In the rows below, locate every line that contains the string "plank" and copy each one out in full. Treat uppercase and lowercase as different, so count only matches with the same case.
--- EXCERPTED RECORDS ---
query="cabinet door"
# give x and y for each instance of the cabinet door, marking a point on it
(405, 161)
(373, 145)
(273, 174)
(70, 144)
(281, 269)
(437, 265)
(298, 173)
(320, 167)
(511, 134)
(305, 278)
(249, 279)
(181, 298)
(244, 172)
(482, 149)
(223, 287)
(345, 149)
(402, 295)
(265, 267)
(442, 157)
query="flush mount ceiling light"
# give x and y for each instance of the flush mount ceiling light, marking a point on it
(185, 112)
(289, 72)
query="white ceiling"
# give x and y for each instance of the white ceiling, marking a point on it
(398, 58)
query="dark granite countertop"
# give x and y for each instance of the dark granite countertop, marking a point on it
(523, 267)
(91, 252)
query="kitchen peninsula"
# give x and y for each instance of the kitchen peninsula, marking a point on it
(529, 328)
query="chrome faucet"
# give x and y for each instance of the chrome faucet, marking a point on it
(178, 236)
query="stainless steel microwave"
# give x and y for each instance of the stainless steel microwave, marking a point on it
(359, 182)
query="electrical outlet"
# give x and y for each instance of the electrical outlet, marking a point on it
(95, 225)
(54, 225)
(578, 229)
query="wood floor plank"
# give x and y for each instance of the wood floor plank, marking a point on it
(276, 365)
---
--- EXCERPTED RECORDS ---
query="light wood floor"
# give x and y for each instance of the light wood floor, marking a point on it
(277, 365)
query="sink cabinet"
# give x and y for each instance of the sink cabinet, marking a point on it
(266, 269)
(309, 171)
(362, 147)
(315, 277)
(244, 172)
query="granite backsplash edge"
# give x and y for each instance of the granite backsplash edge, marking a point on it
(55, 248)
---
## RESULT BELOW
query="wood floor plank"
# give x and y for each instance of the wood floor plank, marking a point on it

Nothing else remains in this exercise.